> PROBLEMS TO SOLVE:
[1] Which book titles are named in the comment thread about mystery novels? List each one once.
[2] Do these statements agree with the comment thread about mystery novels? Answer yes or no for each, and quote the deciding words.
(a) The first comment's writer has already read Daughter of Time.
(b) Alan Grant is the lead in more than one of Tey's books.
(c) The Singing Sands was read only recently.
[3] Continue the comment thread about mystery novels from the point where it stops.

> TEXT BLOCK:
* * * * * * * * *
If you enjoy Golden Age mysteries, I would not only recommend Bertie and the Seven Bodies, I would also like to know what you think of the ways Lovesey keeps tale fresh and how he both pays tribute to and pokes fun at his models. i was thinking that I might go back and read a real Golden Age country-house mystery once I've finished this book. Any recommendations?

I have visited the Tower, but I have not read Daughter of Time. I do have a copy lying around somewhere. I'd like to see how Tey keeps up the suspense and tension with a protagonist who spends the story flat on his back.

June 26, 2008  
Blogger Linkmeister said...

Here's my take on Daughter of Time.

I enjoyed the heck out of it on re-reading. Alan Grant is a series character, too; Tey wrote several more books with him as lead policeman.

June 27, 2008  
Blogger Peter Rozovsky said...

Thanks. That's a good advertisement for the book, and so is the response to your post.

I read The Singing Sands a few years back, and I remember liking the idea that Grant needed a rest from mental exhaustion but also find the mystery a bit arbitrary and off-putting in a way I could not even begin to make into a coherent argument at this late date. Perhaps I ought to read the book again.

June 27, 2008  
Blogger Philip Amos said...
* * * * * * * * *
> EXERCISE DATA:
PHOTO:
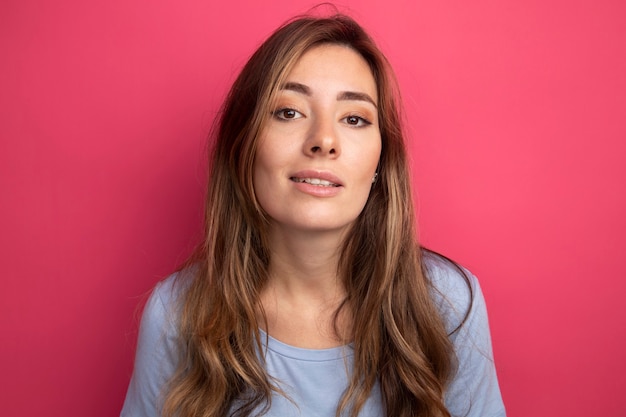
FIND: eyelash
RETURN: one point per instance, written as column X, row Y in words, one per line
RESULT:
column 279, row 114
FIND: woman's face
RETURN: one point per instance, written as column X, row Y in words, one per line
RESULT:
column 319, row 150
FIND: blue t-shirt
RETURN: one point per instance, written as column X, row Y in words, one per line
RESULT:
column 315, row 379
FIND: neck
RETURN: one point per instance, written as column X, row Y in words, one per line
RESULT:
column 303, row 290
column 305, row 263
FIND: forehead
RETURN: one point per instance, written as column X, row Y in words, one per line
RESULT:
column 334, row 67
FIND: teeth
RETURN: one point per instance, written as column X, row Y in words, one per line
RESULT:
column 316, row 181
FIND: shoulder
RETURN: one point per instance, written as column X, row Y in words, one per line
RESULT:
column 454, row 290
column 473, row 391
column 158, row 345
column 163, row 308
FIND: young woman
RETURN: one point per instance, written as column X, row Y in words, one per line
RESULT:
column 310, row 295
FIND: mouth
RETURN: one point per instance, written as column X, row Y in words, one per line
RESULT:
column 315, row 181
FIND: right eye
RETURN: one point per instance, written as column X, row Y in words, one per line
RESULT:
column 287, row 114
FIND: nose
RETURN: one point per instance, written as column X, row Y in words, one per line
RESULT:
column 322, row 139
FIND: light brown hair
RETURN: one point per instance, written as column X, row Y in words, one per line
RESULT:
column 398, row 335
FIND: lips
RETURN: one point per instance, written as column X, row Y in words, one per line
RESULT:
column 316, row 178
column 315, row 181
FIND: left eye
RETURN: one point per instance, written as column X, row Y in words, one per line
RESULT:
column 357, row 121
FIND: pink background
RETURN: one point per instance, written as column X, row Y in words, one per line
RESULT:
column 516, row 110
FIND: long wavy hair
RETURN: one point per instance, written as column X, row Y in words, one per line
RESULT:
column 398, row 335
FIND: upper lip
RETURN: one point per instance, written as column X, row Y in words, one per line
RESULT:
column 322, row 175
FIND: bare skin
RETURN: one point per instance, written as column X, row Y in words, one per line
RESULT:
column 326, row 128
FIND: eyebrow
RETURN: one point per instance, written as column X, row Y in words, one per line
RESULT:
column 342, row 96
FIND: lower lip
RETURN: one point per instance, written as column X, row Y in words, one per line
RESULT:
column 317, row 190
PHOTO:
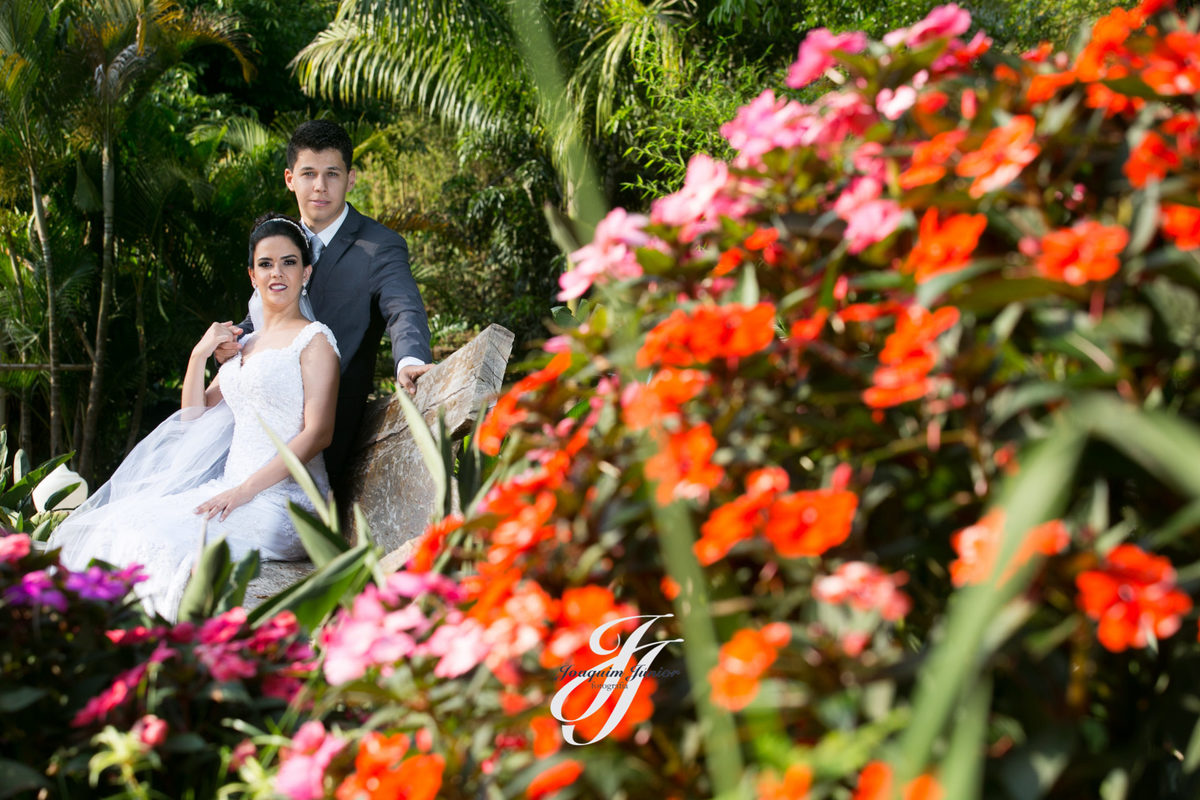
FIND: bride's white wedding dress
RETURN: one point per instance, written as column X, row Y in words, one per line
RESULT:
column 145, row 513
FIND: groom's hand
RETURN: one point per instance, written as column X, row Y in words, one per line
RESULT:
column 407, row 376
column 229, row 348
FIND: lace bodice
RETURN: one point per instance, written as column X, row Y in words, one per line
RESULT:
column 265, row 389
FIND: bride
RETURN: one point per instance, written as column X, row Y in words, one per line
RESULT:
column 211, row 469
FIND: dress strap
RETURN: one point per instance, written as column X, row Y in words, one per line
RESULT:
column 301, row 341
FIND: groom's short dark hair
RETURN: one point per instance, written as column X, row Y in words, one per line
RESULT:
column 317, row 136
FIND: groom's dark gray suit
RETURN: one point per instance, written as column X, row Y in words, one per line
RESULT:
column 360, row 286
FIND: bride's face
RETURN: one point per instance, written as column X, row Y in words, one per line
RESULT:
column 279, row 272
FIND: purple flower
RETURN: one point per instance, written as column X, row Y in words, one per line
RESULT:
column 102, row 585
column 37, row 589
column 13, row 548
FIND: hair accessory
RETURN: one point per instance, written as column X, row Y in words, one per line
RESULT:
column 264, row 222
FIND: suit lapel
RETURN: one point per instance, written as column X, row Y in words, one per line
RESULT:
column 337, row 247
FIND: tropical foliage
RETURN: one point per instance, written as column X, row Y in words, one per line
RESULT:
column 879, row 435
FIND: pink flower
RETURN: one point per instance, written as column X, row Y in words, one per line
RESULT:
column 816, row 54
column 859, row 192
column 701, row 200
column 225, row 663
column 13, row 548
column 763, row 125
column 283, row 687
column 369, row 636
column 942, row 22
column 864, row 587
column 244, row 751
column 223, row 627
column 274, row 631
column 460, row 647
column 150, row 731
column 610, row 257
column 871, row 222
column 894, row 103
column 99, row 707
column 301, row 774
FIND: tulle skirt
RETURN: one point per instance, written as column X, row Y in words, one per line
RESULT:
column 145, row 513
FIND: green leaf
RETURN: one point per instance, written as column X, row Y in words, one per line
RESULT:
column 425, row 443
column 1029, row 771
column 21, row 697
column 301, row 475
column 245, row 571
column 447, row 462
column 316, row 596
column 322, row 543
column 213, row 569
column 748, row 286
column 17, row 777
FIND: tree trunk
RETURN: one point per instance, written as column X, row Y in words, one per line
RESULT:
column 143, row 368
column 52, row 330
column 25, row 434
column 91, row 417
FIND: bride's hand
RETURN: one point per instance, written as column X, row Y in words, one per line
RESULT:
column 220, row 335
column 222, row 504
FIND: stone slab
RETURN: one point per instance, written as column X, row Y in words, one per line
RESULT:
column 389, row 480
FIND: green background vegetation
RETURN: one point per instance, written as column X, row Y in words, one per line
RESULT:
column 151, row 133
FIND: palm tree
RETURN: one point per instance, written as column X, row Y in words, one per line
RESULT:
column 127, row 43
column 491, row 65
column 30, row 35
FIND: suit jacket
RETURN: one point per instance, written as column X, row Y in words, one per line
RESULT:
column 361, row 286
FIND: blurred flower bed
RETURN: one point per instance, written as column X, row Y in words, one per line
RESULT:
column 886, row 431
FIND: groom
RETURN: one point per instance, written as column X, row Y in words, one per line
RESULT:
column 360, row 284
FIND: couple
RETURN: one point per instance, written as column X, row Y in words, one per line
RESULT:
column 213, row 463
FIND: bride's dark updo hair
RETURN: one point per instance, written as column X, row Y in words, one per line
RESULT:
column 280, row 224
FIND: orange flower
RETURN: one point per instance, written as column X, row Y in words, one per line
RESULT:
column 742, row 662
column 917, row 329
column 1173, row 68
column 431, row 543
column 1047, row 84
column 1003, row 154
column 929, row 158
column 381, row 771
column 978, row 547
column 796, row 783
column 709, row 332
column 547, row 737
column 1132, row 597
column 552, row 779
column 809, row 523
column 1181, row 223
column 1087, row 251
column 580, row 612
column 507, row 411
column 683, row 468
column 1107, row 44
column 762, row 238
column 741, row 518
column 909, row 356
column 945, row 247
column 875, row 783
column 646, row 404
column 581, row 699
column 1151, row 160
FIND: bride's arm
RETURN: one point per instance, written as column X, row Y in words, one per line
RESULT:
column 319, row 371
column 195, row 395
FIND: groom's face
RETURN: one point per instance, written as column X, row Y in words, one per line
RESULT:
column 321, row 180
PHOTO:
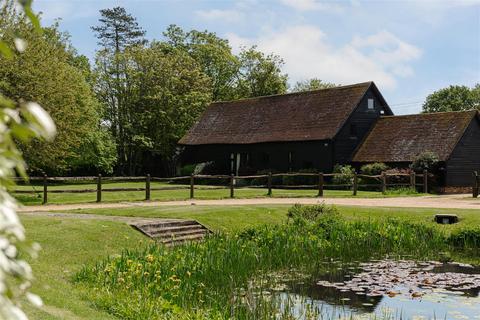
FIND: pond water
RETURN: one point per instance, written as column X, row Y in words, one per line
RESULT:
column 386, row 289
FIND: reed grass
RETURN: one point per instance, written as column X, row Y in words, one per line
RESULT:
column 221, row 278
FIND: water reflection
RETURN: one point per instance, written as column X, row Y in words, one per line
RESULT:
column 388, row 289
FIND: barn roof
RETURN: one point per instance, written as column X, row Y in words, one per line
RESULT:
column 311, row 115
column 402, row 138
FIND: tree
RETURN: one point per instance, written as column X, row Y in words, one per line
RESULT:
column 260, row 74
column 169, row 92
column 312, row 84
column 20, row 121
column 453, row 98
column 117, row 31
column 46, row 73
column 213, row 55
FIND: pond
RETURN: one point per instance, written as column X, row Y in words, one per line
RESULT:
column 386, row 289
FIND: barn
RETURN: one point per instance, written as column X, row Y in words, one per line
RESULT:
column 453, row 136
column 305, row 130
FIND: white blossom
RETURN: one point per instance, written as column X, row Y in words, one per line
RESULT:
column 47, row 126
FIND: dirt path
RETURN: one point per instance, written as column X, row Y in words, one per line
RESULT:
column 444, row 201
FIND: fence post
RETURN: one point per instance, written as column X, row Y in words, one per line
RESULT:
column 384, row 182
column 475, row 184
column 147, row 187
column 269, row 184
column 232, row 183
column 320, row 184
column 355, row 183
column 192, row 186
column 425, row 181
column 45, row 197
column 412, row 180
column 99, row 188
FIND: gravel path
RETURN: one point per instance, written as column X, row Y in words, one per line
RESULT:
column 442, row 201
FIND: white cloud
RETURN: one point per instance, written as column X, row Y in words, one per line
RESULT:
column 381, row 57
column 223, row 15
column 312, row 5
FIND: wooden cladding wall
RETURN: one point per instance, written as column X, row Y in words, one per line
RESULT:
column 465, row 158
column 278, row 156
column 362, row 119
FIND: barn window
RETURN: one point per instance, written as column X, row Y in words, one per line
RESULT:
* * * * * * * * *
> RESPONSES FOR EACH TASK:
[1]
Bertie and the Seven Bodies
Daughter of Time
The Singing Sands

[2]
(a) No: "I have visited the Tower, but I have not read Daughter of Time."
(b) Yes: "Tey wrote several more books with him as lead policeman."
(c) No: "I read The Singing Sands a few years back"

[3]
Peter, the MS of The Singing Sands was found among Tey's papers after her death -- she didn't find plotting easy, so she may not have been altogether happy with it. However, H.R.F. Keating paid her a great compliment by including both The Daughter of Time and The Franchise Affair in his "100 Best" list. The latter has been adapted for the big screen twice and for television three times, I think, and, significantly, Tey turned to the historical past for the plot of that one as well -- the 18th century Elizabeth Canning case. Both 'must-reads', I should say.

If you do look for a Golden Age country house mystery, I have just re-read after some thirty years, and thanks to Crime Scraps, Michael Innes' Hamlet, Revenge! Rich, few to equal it and none better. Republished by House of Stratus in a rather fine softcover edition in 2001.

June 27, 2008  
Blogger Peter Rozovsky said...

I had not known the circumstances of The Singing Sands' publication. I do know of the reputations of the other two titles, so I was not assessing Tey based on the one book I had read.

And thanks for the Hamlet, Revenge! recommendation. I had just recently read about the book in 100 Must-Read Crime Novels.

June 27, 2008  
Blogger Barrie said...

I haven't read a mystery like this in ages. I liked the excerpt you included in your post. I'm sure I'd enjoy the book. Thanks!

June 27, 2008  
Blogger Peter Rozovsky said...

There can't have been many mysteries like, nostalgic and fresh at the same time. I'll probably read the remaining two in the series and maybe even find occasion to post more good lines from this one.

June 27, 2008  
Blogger KarinT said...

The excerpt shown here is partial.